### Records provided ###
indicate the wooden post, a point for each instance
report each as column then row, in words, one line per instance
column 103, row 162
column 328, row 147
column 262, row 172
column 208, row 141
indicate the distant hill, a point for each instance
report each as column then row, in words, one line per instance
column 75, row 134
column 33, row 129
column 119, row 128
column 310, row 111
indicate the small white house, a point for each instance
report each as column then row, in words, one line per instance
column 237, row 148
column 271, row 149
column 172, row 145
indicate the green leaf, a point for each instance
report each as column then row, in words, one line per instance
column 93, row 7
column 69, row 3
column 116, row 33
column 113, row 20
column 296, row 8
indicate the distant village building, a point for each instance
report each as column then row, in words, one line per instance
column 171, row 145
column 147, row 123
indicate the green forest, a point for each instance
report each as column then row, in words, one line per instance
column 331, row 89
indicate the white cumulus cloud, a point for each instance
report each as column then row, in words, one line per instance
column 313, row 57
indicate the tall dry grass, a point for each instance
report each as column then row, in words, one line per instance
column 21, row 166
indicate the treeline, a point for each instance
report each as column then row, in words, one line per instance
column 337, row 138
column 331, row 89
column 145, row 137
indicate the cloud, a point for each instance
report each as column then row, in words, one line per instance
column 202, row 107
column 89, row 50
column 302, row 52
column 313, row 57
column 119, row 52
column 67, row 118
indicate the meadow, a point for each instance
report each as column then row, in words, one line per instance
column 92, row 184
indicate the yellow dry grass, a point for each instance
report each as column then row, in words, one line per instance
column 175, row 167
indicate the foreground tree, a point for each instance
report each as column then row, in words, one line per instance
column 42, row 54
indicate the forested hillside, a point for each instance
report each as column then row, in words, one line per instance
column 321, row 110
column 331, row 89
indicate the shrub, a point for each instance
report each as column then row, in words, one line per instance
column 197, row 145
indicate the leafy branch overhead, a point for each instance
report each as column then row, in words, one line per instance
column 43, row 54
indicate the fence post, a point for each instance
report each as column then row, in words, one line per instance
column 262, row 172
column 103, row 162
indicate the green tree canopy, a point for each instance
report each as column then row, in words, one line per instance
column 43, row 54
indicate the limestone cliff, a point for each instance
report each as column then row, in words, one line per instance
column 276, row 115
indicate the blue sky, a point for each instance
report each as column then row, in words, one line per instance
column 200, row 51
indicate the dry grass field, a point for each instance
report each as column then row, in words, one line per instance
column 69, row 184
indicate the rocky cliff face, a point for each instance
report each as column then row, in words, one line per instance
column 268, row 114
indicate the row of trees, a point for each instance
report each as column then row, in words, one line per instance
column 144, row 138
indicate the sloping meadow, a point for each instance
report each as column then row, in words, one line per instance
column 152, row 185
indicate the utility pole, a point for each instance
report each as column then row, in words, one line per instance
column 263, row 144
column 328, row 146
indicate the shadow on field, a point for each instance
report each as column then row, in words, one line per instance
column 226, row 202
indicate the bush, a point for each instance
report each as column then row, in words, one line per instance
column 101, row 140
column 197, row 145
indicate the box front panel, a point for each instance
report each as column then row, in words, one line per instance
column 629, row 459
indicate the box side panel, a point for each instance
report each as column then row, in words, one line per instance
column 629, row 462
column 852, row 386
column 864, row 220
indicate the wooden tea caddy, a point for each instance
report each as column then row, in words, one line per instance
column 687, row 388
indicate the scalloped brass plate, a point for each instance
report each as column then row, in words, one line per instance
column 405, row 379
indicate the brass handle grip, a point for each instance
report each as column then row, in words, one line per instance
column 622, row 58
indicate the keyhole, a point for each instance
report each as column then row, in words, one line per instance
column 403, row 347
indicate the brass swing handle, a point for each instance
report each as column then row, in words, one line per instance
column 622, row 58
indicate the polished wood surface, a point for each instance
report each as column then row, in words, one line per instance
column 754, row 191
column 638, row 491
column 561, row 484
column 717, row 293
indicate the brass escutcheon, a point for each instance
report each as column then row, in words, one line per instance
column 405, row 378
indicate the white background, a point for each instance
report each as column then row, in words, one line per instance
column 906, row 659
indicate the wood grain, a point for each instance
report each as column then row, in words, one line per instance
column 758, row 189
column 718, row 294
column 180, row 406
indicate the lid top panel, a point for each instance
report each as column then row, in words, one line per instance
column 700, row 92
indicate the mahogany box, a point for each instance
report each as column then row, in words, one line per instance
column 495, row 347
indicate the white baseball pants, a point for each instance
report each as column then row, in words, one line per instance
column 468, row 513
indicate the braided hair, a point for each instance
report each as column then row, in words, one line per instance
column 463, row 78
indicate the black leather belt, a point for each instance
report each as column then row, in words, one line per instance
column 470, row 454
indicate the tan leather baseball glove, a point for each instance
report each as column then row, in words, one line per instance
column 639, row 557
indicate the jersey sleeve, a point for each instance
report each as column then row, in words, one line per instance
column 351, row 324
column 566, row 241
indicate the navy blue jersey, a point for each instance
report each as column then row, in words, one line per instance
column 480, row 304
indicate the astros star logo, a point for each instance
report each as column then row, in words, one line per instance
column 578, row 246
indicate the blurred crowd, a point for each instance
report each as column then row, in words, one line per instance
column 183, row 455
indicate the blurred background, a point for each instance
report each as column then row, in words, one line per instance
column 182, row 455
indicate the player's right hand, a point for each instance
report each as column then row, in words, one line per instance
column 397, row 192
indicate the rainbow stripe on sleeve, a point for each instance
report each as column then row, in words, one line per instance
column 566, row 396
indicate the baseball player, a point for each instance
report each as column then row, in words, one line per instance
###
What is expected
Each record shown above is to be given again exactly.

Written reply
indicate the wooden post, a point for each instance
report each as column then row, in words, one line per instance
column 103, row 162
column 328, row 147
column 262, row 172
column 208, row 141
indicate the distant hill, a point for each instance
report each as column then row, in words, one line per instance
column 75, row 134
column 33, row 129
column 119, row 128
column 310, row 111
indicate the small white house, a point for each instance
report each as column then row, in words, one line per instance
column 237, row 148
column 271, row 149
column 172, row 145
indicate the green leaf, a point for each instance
report each as column then row, in words, one line per instance
column 93, row 7
column 69, row 3
column 116, row 33
column 113, row 20
column 296, row 8
indicate the distant village building, a point for each instance
report each as column then row, in words, one line per instance
column 171, row 145
column 147, row 123
indicate the green forest, a point for each instance
report each as column then row, in words, one line per instance
column 331, row 89
indicate the white cumulus cloud, a point for each instance
report each as column then row, in words, one line per instance
column 313, row 57
indicate the tall dry grass, a point for each instance
report each as column then row, in words, one line per instance
column 21, row 166
indicate the treeline, a point for each instance
report each as column then row, in words, one line per instance
column 337, row 138
column 331, row 89
column 145, row 137
indicate the cloud, a point for each instance
report each as column then row, in words, one line per instance
column 202, row 107
column 89, row 50
column 302, row 52
column 313, row 57
column 119, row 52
column 67, row 118
indicate the meadow, a point for each instance
report each as column then row, in words, one line per instance
column 92, row 184
indicate the yellow dry grass, a point for each instance
report each as column then row, in words, one line per instance
column 175, row 167
indicate the foreground tree, a point for each instance
report each as column then row, in words, one line per instance
column 42, row 54
indicate the forested hillside, a point for each instance
report each as column then row, in words, one line per instance
column 321, row 110
column 331, row 89
indicate the shrub, a point for each instance
report each as column then row, in words, one line per instance
column 197, row 145
indicate the leafy branch overhead, a point for each instance
report each as column then row, in words, one line per instance
column 43, row 54
indicate the fence post, a point for each instance
report each as column then row, in words, one line per instance
column 262, row 172
column 103, row 162
indicate the green tree canopy, a point for each instance
report each as column then row, in words, one line per instance
column 43, row 54
indicate the limestone cliff, a point for each instance
report each as column then row, in words, one line per instance
column 276, row 115
indicate the blue sky, a point for each instance
report each as column then row, in words, one line per instance
column 200, row 51
indicate the dry grass field, a point for each instance
report each as column then row, in words, one line per instance
column 69, row 184
indicate the rocky cliff face, a point for each instance
report each as column then row, in words, one line per instance
column 268, row 114
indicate the row of trees, a point for each instance
report each as column then row, in words, one line per instance
column 144, row 138
indicate the sloping meadow, a point for each instance
report each as column then row, in words, one line per instance
column 152, row 185
indicate the utility pole, a point for each instance
report each as column then row, in words, one line per instance
column 263, row 144
column 328, row 146
indicate the shadow on field, a point for each instance
report each as column then row, in words, one line per instance
column 226, row 202
indicate the bush, a point for each instance
report each as column then row, in words, one line per instance
column 101, row 140
column 197, row 145
indicate the box front panel, a point for each instance
report each as column then row, in words, one line per instance
column 629, row 459
indicate the box side panel, a point for each instance
report each as column then row, in words, one line per instance
column 629, row 462
column 852, row 386
column 864, row 220
indicate the wooden tea caddy, a point for each instance
report each as column then row, in words, one line per instance
column 687, row 388
indicate the scalloped brass plate, a point for each instance
report each as column then row, in words, one line per instance
column 405, row 379
indicate the brass handle grip, a point for each instance
report each as column then row, in words, one line per instance
column 622, row 58
indicate the keyhole, a point for each instance
report each as column then row, in words, one line per instance
column 403, row 347
indicate the brass swing handle, a point for each instance
report each as column then row, in words, one line per instance
column 622, row 58
indicate the polished wood surface, a point for each instance
report each as column then row, in words, one line per instance
column 754, row 191
column 638, row 491
column 561, row 484
column 717, row 293
indicate the brass escutcheon, a point for each instance
report each as column then row, in words, one line per instance
column 405, row 378
indicate the white background, a point for each instance
report each as column then row, in words, one line per instance
column 906, row 659
indicate the wood grain, a point for each instance
report each as column then row, in words, one line per instance
column 758, row 189
column 718, row 294
column 180, row 406
indicate the lid top panel, a point for each instance
report each as column then row, in words, one line per instance
column 700, row 92
indicate the mahogany box, a point for each instance
report each as column then row, in words, one line per instance
column 495, row 347
indicate the white baseball pants, a point for each instance
report each as column then row, in words, one line per instance
column 468, row 513
indicate the braided hair, a point for each instance
report each as column then row, in words, one line per instance
column 463, row 78
indicate the black leather belt, a point for each instance
report each as column then row, in words, one line per instance
column 470, row 454
indicate the tan leather baseball glove, a point for each instance
report each as column then row, in words, one line per instance
column 639, row 557
indicate the jersey sleeve, a point for each instance
report each as column then row, in words, one line per instance
column 351, row 324
column 566, row 241
indicate the navy blue jersey, a point for each instance
report each as column then row, in words, one line per instance
column 480, row 304
indicate the astros star logo, a point for each instance
report each as column then row, in words, one line per instance
column 578, row 246
indicate the blurred crowd, a point for each instance
report each as column then row, in words, one line per instance
column 183, row 455
indicate the blurred background, a point for each instance
report each as column then row, in words, one line per instance
column 182, row 455
indicate the player's right hand, a point for each instance
report each as column then row, in words, one line per instance
column 397, row 192
indicate the rainbow stripe on sleeve, a point for each instance
report each as column then row, in words, one line per instance
column 566, row 396
indicate the baseball player, a point for each instance
report each as column then row, in words, one line per instance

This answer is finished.